_SET EXERCISE:_
Output the full material exactly as it appears here.

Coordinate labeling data
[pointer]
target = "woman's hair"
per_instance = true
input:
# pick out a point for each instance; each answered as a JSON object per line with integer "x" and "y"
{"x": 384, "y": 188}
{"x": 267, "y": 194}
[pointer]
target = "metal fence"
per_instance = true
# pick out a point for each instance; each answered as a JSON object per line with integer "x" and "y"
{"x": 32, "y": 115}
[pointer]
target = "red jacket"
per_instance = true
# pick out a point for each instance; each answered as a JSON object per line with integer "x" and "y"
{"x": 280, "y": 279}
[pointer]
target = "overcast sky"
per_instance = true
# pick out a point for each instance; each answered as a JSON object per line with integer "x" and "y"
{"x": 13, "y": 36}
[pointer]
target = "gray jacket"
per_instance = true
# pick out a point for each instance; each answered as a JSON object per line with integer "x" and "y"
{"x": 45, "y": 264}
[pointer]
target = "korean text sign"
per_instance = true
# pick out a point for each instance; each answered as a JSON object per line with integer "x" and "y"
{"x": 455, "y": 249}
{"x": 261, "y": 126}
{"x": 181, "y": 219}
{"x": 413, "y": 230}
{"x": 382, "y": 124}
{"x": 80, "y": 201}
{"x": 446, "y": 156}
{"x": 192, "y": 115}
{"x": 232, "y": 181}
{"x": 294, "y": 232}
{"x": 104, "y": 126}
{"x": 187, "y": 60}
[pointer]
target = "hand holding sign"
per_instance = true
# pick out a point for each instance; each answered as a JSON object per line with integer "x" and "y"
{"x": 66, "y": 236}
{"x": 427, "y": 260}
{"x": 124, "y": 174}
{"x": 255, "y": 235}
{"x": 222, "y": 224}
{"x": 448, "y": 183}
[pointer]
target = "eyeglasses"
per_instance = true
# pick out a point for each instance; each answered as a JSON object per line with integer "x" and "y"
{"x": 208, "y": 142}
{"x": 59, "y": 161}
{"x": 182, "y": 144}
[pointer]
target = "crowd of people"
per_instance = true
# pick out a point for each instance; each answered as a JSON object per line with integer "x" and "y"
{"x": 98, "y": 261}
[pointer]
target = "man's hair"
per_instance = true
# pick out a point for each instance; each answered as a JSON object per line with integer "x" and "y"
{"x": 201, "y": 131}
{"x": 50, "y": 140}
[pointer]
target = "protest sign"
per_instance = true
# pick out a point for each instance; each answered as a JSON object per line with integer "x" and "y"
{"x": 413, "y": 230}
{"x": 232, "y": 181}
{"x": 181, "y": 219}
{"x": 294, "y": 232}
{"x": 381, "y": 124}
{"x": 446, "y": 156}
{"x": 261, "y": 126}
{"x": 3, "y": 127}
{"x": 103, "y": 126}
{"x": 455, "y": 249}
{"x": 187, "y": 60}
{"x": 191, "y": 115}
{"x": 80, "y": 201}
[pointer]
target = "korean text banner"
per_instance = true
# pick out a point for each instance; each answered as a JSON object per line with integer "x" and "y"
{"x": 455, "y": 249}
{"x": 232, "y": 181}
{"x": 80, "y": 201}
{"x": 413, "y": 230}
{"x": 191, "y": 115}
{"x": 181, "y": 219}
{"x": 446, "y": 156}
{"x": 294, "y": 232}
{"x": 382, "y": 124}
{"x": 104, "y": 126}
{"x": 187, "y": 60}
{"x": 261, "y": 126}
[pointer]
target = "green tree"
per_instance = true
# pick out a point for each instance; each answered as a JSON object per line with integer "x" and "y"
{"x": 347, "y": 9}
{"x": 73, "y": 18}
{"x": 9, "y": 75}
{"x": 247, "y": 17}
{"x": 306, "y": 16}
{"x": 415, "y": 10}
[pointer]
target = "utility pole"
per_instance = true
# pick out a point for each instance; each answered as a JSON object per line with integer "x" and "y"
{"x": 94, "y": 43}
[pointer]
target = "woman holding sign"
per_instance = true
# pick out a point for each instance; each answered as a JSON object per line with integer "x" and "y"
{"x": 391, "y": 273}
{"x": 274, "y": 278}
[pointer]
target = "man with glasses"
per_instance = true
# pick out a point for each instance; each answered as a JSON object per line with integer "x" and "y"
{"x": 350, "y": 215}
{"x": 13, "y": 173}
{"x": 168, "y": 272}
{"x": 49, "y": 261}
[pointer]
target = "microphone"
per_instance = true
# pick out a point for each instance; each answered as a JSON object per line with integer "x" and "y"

_ANSWER TO THIS PROBLEM:_
[pointer]
target = "woman's hair"
per_instance = true
input:
# pick out a point for each instance; each answered as a JSON object per line with integer "x" and "y"
{"x": 384, "y": 188}
{"x": 267, "y": 194}
[pointer]
target = "metal fence"
per_instance = true
# pick out a point for each instance; each answered as a JSON object per line with integer "x" and "y"
{"x": 32, "y": 115}
[pointer]
target = "red jacket"
per_instance = true
# pick out a point for each instance; each answered as a JSON object per line with integer "x" and "y"
{"x": 280, "y": 279}
[pointer]
target = "overcast sky"
per_instance = true
# pick out a point for each instance; each answered as a JSON object per line with integer "x" and "y"
{"x": 13, "y": 36}
[pointer]
target = "gray jacket"
per_instance = true
# pick out a point for each instance; each answered as a JSON object per line with integer "x" and "y"
{"x": 45, "y": 264}
[pointer]
target = "korean text sign"
per_instance = true
# pick out a point for each instance; each answered as a JSON object per line with integer "x" and "y"
{"x": 455, "y": 249}
{"x": 261, "y": 126}
{"x": 181, "y": 219}
{"x": 413, "y": 230}
{"x": 382, "y": 124}
{"x": 80, "y": 201}
{"x": 446, "y": 156}
{"x": 192, "y": 115}
{"x": 232, "y": 181}
{"x": 294, "y": 232}
{"x": 104, "y": 126}
{"x": 187, "y": 60}
[pointer]
target = "hand holding sign"
per_instance = true
# pick out a point for each instance; each answered as a JSON object per line with integer "x" and "y"
{"x": 66, "y": 236}
{"x": 427, "y": 260}
{"x": 124, "y": 174}
{"x": 255, "y": 235}
{"x": 222, "y": 224}
{"x": 448, "y": 183}
[pointer]
target = "eyeglasses"
per_instance = true
# pick out a point for each instance; each answered as a JSON object per line with integer "x" and "y"
{"x": 208, "y": 142}
{"x": 59, "y": 161}
{"x": 182, "y": 144}
[pointer]
target = "crowd of people"
per_instance = true
# pick out a point for each instance; each answered as a JSON object per line with integer "x" and "y"
{"x": 98, "y": 261}
[pointer]
target = "man's hair"
per_instance = true
# pick out a point for each instance; each answered as a JSON object per line with integer "x" and "y"
{"x": 201, "y": 131}
{"x": 50, "y": 140}
[pointer]
target = "protest sign"
per_instance = true
# pick out a point for each instance; each answered as a JSON object per line with integer "x" and "y"
{"x": 413, "y": 230}
{"x": 232, "y": 181}
{"x": 181, "y": 219}
{"x": 294, "y": 232}
{"x": 381, "y": 124}
{"x": 446, "y": 156}
{"x": 261, "y": 126}
{"x": 3, "y": 127}
{"x": 103, "y": 126}
{"x": 455, "y": 249}
{"x": 187, "y": 60}
{"x": 191, "y": 115}
{"x": 80, "y": 201}
[pointer]
target = "korean text banner"
per_instance = true
# pick out a point for each instance; each answered as a JSON object per line with integer "x" and "y"
{"x": 455, "y": 249}
{"x": 232, "y": 181}
{"x": 80, "y": 201}
{"x": 413, "y": 230}
{"x": 191, "y": 115}
{"x": 181, "y": 219}
{"x": 446, "y": 156}
{"x": 294, "y": 232}
{"x": 382, "y": 124}
{"x": 104, "y": 126}
{"x": 187, "y": 60}
{"x": 261, "y": 126}
[pointer]
target = "green tree"
per_instance = true
# pick out a point for each instance; each answered as a JSON object per line with integer "x" and "y"
{"x": 347, "y": 9}
{"x": 73, "y": 18}
{"x": 9, "y": 75}
{"x": 247, "y": 17}
{"x": 306, "y": 16}
{"x": 415, "y": 10}
[pointer]
target = "utility pole"
per_instance = true
# pick out a point for each instance; each answered as a JSON object per line with integer "x" and "y"
{"x": 94, "y": 43}
[pointer]
target = "woman holding sign"
per_instance = true
# pick out a point for each instance; each answered as a JSON object per line with integer "x" and "y"
{"x": 391, "y": 273}
{"x": 274, "y": 278}
[pointer]
target = "man with glasses"
per_instance = true
# pick out a point for each instance; each answered as a JSON object per line with integer "x" and "y"
{"x": 350, "y": 215}
{"x": 13, "y": 173}
{"x": 168, "y": 272}
{"x": 49, "y": 261}
[pointer]
target = "microphone"
per_instance = true
# pick out a point for each instance; each answered as a JSON object per line with integer "x" and "y"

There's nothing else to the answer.